##### Data in this exercise
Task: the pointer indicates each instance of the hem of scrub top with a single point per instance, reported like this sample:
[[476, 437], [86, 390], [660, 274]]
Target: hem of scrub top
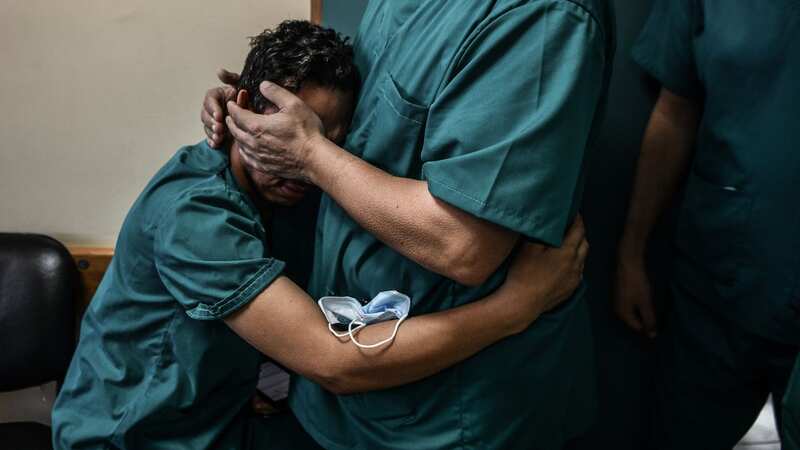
[[651, 68], [242, 295]]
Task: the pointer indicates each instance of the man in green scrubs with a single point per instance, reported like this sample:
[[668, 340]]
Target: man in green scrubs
[[791, 411], [171, 344], [727, 122], [469, 136]]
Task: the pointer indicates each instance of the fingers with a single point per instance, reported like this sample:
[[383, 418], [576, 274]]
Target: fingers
[[243, 137], [229, 78], [215, 131], [279, 96], [245, 120], [214, 101], [249, 160]]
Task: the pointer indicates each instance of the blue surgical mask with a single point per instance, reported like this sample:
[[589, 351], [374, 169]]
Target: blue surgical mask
[[347, 311]]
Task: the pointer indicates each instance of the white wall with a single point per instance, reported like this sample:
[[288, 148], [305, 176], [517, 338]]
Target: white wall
[[96, 94]]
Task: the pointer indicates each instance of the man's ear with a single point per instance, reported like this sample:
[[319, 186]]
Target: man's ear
[[243, 99]]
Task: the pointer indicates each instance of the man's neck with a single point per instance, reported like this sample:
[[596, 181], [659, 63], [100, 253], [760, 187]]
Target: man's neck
[[245, 183]]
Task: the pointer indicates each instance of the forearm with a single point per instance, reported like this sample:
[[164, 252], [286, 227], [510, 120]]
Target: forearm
[[403, 214], [424, 345], [664, 159], [286, 325]]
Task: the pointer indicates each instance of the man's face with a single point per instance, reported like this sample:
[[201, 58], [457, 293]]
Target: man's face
[[334, 109]]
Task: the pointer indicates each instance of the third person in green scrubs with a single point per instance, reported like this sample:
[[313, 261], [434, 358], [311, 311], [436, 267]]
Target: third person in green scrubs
[[725, 127], [469, 136], [791, 411]]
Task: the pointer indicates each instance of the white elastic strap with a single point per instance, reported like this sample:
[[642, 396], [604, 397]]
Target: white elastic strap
[[345, 333], [350, 331]]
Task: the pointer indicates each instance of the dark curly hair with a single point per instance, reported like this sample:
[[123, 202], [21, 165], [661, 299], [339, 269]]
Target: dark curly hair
[[294, 52]]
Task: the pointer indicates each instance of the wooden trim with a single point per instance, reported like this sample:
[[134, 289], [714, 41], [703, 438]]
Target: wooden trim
[[92, 265], [316, 11]]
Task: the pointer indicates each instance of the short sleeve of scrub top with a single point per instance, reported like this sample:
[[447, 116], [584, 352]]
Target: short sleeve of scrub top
[[506, 136], [210, 253], [665, 47]]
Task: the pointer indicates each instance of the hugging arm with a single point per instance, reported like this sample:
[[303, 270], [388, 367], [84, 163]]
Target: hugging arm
[[285, 324]]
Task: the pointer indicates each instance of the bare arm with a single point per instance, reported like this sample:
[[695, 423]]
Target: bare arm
[[285, 324], [398, 211], [403, 214], [665, 157]]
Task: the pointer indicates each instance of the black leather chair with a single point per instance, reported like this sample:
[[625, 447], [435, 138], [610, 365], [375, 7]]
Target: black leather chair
[[38, 285]]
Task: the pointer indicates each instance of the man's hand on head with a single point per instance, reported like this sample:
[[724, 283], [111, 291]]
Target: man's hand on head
[[213, 112], [280, 143]]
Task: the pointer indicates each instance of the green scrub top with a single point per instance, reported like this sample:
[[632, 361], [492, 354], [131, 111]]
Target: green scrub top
[[738, 236], [493, 104], [791, 411], [155, 366]]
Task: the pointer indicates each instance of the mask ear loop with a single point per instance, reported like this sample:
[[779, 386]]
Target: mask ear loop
[[350, 331], [345, 333]]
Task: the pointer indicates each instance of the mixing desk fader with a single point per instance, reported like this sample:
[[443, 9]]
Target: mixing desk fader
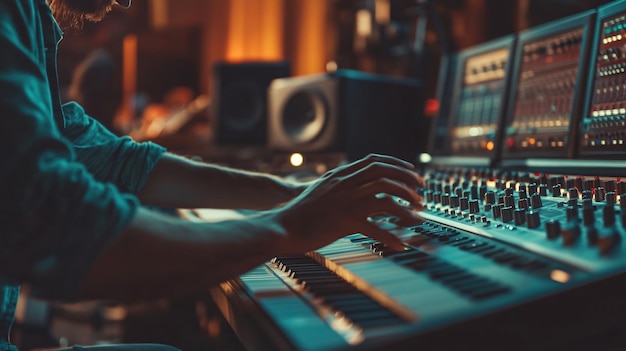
[[603, 128], [523, 240]]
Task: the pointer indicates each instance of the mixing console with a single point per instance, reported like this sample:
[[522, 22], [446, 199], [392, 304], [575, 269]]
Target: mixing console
[[551, 63], [604, 124], [522, 244], [479, 100]]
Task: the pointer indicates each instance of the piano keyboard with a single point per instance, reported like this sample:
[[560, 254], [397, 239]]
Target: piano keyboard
[[358, 294]]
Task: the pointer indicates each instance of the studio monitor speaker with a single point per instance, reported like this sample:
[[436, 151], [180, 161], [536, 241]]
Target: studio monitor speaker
[[239, 100], [346, 111]]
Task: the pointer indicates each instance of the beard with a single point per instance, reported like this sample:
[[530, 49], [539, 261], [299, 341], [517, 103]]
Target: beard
[[73, 13]]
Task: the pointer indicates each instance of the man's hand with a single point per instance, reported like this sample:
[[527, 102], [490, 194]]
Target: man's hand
[[341, 202]]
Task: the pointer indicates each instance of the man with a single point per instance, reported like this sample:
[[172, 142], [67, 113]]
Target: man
[[72, 224]]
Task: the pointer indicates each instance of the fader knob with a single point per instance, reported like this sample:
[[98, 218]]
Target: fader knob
[[571, 213], [454, 201], [522, 194], [570, 233], [533, 219], [572, 193], [482, 191], [522, 204], [588, 215], [474, 192], [556, 190], [609, 185], [599, 194], [473, 206], [608, 239], [519, 216], [437, 197], [507, 214], [610, 197], [535, 201], [608, 215], [464, 203], [490, 198], [428, 195], [496, 211], [543, 190], [509, 201], [553, 229], [445, 199]]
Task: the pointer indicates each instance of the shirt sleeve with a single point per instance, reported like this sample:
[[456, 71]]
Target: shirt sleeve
[[55, 217], [109, 158]]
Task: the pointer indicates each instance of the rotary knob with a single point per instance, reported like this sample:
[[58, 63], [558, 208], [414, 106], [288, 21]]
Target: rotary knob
[[553, 229], [490, 198], [519, 216], [533, 219], [473, 206], [570, 233], [535, 201], [507, 214]]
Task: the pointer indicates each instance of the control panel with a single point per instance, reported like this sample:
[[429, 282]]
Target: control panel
[[577, 220], [480, 97], [545, 103], [603, 128]]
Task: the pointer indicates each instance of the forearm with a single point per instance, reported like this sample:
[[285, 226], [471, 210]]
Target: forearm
[[177, 182], [161, 257]]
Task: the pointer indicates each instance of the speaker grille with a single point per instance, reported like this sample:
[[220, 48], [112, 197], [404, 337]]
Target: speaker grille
[[304, 116]]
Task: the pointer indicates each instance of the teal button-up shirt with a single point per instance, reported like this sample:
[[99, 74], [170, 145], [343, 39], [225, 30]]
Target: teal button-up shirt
[[66, 183]]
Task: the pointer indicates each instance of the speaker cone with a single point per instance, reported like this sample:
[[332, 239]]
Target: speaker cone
[[304, 116]]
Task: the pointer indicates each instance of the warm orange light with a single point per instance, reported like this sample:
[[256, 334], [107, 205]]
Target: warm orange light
[[310, 54], [255, 30], [559, 276]]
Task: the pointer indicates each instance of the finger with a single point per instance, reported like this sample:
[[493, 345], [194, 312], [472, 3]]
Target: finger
[[372, 230], [385, 205], [389, 187], [366, 161], [376, 171]]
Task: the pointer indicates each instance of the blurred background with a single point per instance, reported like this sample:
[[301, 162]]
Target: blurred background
[[172, 71]]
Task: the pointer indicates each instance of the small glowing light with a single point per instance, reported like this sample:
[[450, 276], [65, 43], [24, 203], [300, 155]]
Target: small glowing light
[[296, 159], [425, 158], [559, 276], [475, 131]]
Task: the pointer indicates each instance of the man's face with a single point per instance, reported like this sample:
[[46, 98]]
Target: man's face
[[72, 13]]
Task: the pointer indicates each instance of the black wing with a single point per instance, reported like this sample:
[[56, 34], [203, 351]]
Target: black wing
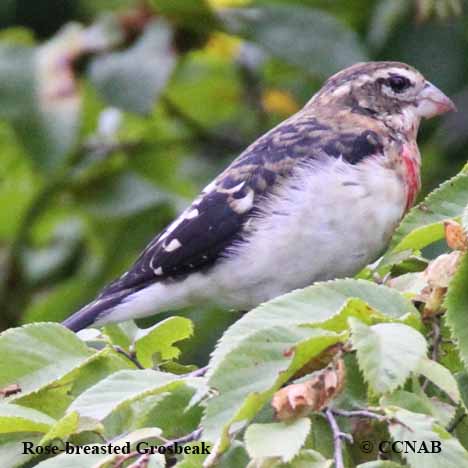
[[217, 219]]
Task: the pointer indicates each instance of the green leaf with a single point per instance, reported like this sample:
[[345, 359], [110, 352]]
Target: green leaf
[[101, 460], [309, 38], [465, 219], [122, 388], [423, 225], [408, 426], [39, 354], [15, 418], [267, 335], [455, 302], [121, 334], [62, 428], [248, 376], [380, 464], [174, 413], [160, 338], [283, 439], [308, 458], [440, 376], [313, 305], [121, 195], [387, 353], [196, 14], [133, 79], [419, 402]]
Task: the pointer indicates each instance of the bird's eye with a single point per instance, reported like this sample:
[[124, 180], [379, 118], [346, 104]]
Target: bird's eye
[[398, 83]]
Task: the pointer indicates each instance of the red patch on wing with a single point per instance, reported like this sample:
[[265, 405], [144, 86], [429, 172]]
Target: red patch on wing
[[412, 177]]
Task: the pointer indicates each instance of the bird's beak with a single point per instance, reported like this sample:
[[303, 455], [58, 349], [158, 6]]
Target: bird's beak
[[432, 101]]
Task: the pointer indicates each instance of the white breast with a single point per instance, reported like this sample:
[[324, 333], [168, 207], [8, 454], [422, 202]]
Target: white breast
[[328, 222]]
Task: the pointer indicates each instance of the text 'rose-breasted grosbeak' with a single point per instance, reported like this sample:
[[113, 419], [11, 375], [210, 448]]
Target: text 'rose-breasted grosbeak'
[[317, 197]]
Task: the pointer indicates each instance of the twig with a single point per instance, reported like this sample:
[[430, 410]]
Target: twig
[[196, 373], [436, 338], [130, 356], [140, 463], [337, 436], [203, 133]]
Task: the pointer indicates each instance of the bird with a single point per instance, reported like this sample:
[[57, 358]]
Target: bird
[[315, 198]]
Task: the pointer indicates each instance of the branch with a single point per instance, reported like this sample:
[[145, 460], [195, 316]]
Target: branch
[[196, 373], [456, 422], [337, 437], [130, 356], [358, 414]]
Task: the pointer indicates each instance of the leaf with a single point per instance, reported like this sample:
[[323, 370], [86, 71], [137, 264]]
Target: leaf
[[55, 397], [380, 464], [121, 334], [420, 428], [387, 353], [121, 195], [419, 402], [455, 302], [455, 235], [160, 339], [423, 225], [11, 453], [386, 17], [133, 79], [124, 387], [174, 413], [38, 94], [309, 38], [283, 439], [15, 418], [247, 378], [309, 395], [91, 460], [38, 354], [465, 219], [440, 376], [255, 355], [62, 428], [314, 305]]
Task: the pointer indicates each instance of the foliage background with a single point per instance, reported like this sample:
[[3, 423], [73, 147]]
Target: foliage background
[[115, 113]]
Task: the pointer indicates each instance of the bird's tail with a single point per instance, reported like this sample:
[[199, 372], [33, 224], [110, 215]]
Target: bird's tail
[[94, 311]]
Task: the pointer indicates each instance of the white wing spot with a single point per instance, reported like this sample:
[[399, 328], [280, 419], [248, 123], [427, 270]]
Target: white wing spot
[[243, 204], [173, 245]]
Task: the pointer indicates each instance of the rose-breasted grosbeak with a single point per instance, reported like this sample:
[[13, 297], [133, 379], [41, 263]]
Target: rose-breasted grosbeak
[[317, 197]]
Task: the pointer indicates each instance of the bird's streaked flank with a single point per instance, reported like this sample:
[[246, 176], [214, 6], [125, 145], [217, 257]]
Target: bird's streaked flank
[[317, 197]]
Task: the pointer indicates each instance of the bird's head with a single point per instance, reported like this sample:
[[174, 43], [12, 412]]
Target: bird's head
[[392, 91]]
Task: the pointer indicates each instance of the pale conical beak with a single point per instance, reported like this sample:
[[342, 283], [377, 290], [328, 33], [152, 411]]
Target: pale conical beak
[[432, 101]]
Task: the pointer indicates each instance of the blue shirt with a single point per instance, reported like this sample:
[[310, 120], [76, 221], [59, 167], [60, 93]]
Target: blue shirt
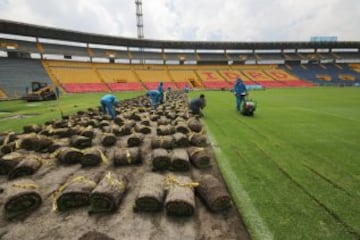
[[239, 88], [109, 98], [197, 103]]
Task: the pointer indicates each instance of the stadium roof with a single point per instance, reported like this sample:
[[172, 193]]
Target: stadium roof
[[30, 30]]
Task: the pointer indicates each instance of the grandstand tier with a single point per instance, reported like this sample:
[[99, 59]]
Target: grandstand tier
[[84, 87], [91, 62]]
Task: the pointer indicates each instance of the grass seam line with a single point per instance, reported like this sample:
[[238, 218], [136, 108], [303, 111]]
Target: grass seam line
[[256, 225]]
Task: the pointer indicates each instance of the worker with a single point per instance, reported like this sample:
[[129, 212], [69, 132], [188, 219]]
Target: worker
[[108, 103], [161, 91], [197, 104], [187, 89], [57, 92], [154, 96], [240, 92]]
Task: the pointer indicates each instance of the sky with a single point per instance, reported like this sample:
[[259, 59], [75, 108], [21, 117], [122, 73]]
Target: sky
[[196, 20]]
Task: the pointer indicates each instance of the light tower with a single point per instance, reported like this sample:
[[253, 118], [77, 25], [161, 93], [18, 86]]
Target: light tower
[[139, 21], [140, 27]]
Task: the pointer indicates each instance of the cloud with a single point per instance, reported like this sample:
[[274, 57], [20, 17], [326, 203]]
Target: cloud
[[195, 20]]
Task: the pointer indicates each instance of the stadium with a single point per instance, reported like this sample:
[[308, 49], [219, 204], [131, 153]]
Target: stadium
[[291, 171]]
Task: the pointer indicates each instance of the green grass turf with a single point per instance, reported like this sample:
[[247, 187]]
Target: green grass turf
[[293, 169], [297, 161]]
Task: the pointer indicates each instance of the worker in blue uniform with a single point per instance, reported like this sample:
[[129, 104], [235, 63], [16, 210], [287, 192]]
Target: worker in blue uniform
[[155, 97], [187, 89], [108, 103], [197, 104], [240, 92], [161, 91]]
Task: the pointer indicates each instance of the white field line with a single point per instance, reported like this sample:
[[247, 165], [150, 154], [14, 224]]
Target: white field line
[[256, 225]]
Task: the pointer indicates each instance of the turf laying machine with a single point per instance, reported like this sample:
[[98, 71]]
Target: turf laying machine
[[248, 106], [41, 91]]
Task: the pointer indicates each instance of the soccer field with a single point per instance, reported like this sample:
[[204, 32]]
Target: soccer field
[[293, 169]]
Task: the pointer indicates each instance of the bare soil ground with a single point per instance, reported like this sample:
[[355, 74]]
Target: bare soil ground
[[45, 223]]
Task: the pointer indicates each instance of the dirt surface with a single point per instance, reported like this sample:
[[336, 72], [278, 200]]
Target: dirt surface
[[45, 223]]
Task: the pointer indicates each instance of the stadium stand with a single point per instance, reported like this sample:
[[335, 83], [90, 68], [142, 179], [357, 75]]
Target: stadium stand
[[152, 75], [146, 55], [14, 45], [75, 77], [119, 77], [211, 79], [288, 79], [260, 77], [17, 74], [3, 94], [327, 74], [108, 63], [66, 50], [184, 75]]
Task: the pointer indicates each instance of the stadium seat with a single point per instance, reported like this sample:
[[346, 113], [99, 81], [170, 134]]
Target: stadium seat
[[84, 87]]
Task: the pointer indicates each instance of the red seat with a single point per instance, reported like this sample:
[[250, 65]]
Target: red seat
##########
> [Problem requirements] Reproduce only the lines from the one containing "Task: the pointer indicates each instance of the man's neck" through the one containing "[[345, 333], [350, 331]]", changing every "pointer" to "cursor" and leaving everything else as is.

> [Written solution]
Task: the cursor indicates each instance of the man's neck with a single point per instance, reported like this sample:
[[596, 181], [659, 63], [100, 253], [760, 187]]
Target: man's neck
[[245, 183]]
Task: the cursor indicates each instance of the forearm with a single point per instance, reported like this sample:
[[164, 252], [286, 227], [510, 120]]
Target: forearm
[[403, 214], [424, 345], [664, 159], [286, 325]]
Task: the cursor indicates each instance of the man's face with a single point per instance, reported like this sample:
[[201, 58], [457, 293]]
Target: man's face
[[334, 109]]
Task: the cursor indicates each instance of the third person in green scrubs with a single point per instance, reported like this sample:
[[313, 261], [434, 358], [311, 311], [436, 267]]
Target: third person in green scrubs
[[725, 127], [469, 136], [791, 411]]
Task: the cursor indicates each instance of the white elastic strap with a single point per instance, reported like this sample:
[[642, 396], [604, 397]]
Target: white elastic strap
[[345, 333], [350, 331]]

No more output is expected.